[RECORDS PROVIDED — start]

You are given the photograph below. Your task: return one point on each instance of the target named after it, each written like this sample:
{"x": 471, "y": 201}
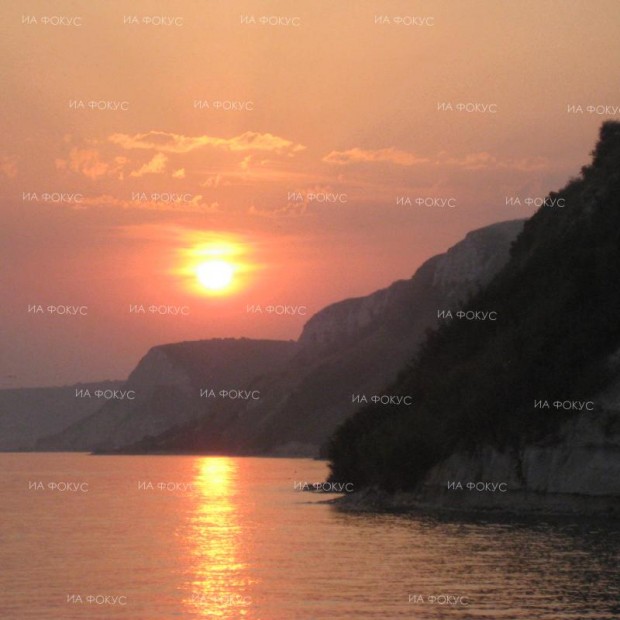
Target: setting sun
{"x": 215, "y": 264}
{"x": 215, "y": 275}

[RECORDS PROVIDED — finish]

> **WORK ORDER**:
Drop the pictures and copy the data exactly.

> **WRITTEN ANSWER**:
You are given the photograph below. Your task: return one point on each instance of the target named after it, each written like this sample:
{"x": 471, "y": 201}
Target: setting sun
{"x": 215, "y": 264}
{"x": 215, "y": 275}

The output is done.